__TASK ITEM__
With both ends included, repeat exactly the lines of the entries below from the one containing "Query: mountain ridge" down to the one containing "Indicate one point per instance of the loch", and no others.

BEGIN DATA TO EXAMINE

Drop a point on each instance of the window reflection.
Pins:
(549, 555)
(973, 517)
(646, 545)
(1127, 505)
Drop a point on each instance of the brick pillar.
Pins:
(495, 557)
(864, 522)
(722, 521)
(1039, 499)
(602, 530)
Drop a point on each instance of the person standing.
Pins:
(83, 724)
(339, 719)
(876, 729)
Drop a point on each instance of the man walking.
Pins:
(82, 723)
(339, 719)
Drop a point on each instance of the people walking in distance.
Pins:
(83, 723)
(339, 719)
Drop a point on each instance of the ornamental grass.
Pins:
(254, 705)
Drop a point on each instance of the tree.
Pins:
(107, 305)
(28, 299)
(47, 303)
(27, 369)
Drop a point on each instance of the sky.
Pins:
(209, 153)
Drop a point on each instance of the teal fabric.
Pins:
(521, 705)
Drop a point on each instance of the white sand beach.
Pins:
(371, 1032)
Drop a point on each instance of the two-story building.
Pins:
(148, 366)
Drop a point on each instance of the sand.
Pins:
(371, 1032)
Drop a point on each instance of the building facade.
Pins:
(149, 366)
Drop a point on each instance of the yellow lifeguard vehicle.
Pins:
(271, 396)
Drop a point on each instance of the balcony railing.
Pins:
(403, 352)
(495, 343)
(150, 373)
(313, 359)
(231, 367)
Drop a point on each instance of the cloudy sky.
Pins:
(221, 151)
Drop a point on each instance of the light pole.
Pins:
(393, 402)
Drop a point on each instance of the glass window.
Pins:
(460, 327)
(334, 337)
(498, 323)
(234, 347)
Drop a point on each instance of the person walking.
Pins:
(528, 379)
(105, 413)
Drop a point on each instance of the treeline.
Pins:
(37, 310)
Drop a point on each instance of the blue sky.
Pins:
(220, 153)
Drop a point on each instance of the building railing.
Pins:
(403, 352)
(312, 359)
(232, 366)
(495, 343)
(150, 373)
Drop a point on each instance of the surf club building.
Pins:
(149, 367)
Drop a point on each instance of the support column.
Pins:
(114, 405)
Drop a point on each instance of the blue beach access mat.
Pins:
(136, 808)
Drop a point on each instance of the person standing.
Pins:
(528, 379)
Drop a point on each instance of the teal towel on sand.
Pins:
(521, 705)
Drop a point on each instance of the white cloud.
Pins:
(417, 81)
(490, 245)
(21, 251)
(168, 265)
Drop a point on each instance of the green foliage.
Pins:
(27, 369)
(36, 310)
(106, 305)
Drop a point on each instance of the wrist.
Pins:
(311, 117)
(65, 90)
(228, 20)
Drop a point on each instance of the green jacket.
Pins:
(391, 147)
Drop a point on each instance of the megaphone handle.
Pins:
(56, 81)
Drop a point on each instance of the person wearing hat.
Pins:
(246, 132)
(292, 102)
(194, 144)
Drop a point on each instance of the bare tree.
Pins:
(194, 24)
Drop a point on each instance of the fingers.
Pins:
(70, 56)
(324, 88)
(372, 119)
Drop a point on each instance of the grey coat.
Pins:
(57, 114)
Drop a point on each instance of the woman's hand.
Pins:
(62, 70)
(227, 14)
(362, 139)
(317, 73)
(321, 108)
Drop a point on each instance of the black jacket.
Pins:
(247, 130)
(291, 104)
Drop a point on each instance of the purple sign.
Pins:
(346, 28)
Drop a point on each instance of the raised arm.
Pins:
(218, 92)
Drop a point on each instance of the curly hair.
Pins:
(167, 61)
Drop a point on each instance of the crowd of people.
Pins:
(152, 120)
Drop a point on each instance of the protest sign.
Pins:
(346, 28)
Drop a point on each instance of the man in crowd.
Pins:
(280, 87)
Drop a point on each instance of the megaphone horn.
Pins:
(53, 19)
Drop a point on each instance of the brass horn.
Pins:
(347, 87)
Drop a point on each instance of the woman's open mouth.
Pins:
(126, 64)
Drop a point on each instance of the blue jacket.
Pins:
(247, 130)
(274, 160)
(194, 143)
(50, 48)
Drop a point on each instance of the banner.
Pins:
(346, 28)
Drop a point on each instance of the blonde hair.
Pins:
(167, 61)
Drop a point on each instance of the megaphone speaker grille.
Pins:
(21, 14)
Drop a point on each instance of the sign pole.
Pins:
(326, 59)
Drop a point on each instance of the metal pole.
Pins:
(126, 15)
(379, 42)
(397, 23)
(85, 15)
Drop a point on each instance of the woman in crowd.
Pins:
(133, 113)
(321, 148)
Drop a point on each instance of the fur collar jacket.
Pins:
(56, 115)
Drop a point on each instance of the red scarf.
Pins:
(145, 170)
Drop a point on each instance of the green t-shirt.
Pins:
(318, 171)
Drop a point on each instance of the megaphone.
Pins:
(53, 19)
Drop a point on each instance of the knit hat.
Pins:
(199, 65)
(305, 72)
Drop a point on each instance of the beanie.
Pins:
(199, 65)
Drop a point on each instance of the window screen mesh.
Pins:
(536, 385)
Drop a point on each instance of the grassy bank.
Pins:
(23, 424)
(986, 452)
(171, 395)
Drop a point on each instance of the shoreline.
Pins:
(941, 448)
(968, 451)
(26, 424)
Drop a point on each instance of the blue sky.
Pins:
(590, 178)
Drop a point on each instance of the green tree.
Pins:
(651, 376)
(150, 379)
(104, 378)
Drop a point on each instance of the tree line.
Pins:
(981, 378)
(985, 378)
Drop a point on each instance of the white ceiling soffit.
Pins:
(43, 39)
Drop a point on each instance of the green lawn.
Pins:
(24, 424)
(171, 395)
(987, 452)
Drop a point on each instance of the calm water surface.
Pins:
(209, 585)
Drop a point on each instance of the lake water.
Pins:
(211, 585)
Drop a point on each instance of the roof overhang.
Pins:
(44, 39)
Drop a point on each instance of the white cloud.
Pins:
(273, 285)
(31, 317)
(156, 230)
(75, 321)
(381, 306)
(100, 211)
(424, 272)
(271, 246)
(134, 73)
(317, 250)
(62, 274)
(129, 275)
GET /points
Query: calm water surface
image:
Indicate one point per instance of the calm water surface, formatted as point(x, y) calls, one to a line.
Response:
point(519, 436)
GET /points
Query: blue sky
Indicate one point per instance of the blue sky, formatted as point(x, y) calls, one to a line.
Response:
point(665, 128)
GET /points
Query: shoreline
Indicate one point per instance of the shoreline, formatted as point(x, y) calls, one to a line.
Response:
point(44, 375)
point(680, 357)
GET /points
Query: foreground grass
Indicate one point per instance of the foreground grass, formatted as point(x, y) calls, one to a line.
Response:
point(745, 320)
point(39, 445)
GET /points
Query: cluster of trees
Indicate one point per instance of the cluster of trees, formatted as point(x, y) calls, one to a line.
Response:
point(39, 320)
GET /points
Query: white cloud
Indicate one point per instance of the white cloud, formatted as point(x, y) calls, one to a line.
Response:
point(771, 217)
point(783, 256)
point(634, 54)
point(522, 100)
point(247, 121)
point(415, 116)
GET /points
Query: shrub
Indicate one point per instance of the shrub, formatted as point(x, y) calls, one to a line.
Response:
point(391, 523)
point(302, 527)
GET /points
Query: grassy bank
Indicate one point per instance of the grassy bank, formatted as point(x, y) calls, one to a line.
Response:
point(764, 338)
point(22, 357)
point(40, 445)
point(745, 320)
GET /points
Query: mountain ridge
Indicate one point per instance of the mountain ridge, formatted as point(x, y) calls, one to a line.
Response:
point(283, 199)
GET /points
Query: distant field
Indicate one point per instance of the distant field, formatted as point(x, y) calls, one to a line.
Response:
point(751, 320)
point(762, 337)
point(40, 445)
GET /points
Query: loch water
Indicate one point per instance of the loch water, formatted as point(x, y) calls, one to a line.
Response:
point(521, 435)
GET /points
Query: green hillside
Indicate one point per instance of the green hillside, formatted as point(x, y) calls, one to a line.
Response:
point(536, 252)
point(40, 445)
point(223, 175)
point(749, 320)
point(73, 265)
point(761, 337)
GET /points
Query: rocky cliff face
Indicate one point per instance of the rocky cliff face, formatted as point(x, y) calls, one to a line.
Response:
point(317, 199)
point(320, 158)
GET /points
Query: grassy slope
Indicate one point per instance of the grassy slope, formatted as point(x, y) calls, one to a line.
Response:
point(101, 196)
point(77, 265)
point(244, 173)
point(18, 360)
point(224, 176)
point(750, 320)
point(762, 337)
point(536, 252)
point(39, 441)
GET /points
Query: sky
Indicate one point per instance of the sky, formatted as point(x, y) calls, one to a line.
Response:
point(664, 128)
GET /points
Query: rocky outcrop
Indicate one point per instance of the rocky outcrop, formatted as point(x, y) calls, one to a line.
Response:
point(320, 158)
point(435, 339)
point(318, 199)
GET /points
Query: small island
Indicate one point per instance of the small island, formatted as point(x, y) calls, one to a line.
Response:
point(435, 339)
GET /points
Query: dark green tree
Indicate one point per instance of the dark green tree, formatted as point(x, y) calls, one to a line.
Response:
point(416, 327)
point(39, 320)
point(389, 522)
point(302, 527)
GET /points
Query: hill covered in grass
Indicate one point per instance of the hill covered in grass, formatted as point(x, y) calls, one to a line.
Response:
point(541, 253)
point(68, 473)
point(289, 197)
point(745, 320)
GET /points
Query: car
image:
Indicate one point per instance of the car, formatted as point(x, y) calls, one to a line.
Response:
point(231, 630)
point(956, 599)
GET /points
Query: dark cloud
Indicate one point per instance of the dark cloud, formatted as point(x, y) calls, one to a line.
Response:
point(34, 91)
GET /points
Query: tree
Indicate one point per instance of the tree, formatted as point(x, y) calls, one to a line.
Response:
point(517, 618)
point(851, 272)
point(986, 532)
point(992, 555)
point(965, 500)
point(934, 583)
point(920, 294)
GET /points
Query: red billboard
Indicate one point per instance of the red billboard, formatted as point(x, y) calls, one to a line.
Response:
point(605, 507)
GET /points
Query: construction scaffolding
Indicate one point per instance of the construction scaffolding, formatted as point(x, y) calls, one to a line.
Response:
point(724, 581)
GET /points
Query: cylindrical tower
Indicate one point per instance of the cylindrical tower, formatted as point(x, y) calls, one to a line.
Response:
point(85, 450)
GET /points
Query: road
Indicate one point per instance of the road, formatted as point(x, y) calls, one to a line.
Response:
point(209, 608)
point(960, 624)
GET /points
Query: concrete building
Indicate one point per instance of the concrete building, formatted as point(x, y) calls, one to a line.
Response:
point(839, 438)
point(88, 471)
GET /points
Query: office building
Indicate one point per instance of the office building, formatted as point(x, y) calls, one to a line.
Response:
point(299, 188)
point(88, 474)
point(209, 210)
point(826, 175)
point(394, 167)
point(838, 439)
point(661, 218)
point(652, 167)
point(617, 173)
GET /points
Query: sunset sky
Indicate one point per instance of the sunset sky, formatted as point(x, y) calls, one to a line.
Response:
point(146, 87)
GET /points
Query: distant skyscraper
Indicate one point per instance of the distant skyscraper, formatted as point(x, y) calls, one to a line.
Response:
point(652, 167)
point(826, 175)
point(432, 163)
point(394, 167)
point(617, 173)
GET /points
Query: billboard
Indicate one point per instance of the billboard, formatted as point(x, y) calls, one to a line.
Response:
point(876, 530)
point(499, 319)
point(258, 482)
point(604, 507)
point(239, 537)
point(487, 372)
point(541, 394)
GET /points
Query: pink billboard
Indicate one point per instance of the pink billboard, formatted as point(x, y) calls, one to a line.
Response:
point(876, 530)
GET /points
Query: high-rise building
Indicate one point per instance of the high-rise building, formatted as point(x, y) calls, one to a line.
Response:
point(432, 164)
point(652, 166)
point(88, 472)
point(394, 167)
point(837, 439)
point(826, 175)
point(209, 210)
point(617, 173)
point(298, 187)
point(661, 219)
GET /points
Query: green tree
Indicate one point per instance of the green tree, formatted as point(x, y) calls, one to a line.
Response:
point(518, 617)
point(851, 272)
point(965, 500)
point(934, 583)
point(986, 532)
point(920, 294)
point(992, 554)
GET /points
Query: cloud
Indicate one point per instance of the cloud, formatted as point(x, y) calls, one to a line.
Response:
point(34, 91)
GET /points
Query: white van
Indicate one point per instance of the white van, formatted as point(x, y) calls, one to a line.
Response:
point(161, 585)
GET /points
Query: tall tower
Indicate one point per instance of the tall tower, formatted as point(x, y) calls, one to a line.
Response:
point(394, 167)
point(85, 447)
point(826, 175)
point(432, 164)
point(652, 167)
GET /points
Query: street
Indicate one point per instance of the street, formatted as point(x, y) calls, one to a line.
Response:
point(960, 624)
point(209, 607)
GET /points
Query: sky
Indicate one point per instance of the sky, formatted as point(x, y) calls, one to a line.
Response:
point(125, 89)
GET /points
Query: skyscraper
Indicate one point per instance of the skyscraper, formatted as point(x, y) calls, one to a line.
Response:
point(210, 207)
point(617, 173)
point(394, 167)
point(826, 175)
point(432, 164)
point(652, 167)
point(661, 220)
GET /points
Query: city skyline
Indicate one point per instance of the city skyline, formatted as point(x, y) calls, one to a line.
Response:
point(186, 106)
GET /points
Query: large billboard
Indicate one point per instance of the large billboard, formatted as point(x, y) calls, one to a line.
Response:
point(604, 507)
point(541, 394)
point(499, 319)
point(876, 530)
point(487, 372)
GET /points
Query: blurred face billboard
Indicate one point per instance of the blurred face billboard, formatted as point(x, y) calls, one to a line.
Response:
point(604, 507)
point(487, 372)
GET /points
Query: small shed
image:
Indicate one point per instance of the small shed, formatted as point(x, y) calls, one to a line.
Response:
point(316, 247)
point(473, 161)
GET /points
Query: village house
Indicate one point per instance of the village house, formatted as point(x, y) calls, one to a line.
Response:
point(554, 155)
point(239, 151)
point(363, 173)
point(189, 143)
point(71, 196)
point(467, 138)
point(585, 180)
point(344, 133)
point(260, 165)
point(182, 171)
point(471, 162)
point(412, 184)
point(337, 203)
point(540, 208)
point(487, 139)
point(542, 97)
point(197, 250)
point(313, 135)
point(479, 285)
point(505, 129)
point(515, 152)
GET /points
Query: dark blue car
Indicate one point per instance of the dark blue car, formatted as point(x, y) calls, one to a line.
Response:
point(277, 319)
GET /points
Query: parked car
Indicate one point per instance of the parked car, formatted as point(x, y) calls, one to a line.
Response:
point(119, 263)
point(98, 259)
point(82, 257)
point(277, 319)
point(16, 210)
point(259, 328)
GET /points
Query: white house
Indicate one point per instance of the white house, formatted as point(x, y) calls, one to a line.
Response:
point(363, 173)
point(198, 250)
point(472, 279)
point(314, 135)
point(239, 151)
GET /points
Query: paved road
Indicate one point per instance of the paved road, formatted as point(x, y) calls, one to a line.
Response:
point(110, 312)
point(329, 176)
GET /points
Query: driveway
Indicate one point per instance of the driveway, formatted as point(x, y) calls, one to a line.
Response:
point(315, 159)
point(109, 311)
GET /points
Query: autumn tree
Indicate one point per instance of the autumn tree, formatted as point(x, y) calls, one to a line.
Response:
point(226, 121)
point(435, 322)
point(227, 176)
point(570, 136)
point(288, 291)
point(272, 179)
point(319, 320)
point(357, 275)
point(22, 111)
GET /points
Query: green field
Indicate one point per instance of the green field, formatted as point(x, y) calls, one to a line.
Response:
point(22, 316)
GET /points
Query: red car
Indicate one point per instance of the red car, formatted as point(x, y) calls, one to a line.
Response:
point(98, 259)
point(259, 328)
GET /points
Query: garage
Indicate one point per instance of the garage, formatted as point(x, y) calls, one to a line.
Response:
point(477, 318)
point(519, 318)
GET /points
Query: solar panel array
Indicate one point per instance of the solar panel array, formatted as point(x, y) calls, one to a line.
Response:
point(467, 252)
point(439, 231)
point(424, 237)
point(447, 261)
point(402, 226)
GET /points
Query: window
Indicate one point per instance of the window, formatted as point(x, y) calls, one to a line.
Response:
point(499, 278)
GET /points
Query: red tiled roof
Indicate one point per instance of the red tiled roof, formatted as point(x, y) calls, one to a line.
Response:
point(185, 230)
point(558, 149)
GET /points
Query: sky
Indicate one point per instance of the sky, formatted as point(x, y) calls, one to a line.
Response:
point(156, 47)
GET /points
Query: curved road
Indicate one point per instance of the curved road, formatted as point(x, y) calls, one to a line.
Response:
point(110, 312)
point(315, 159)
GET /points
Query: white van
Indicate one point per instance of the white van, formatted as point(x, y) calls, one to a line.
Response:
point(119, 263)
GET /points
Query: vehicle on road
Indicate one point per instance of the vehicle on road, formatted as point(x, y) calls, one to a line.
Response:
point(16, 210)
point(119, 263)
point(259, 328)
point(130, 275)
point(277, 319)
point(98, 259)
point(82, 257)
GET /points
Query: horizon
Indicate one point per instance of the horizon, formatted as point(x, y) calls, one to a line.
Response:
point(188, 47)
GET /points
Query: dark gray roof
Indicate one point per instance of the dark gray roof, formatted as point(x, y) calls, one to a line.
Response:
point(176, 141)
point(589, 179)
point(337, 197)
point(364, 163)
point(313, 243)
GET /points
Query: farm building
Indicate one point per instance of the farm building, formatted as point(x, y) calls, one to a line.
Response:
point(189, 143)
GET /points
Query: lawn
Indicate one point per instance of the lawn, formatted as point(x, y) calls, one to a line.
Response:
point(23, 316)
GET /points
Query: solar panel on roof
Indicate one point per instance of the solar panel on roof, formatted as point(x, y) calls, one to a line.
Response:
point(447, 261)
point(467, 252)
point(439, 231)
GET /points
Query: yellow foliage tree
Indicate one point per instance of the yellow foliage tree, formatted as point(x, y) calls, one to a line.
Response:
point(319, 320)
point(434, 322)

END DATA TO EXAMINE

__EXERCISE SOLUTION__
Query: mountain ridge
Indicate one point per instance of the mountain ridge, formatted as point(x, y) calls, one to a line.
Response:
point(283, 199)
GET /points
Query: distant field
Indicate one point per instance of the distant field, formatted as point(x, y) calls, one to a line.
Response:
point(751, 320)
point(762, 337)
point(40, 445)
GET /points
Query: loch water
Indicate one point per instance of the loch water, formatted as point(x, y) calls, one to a line.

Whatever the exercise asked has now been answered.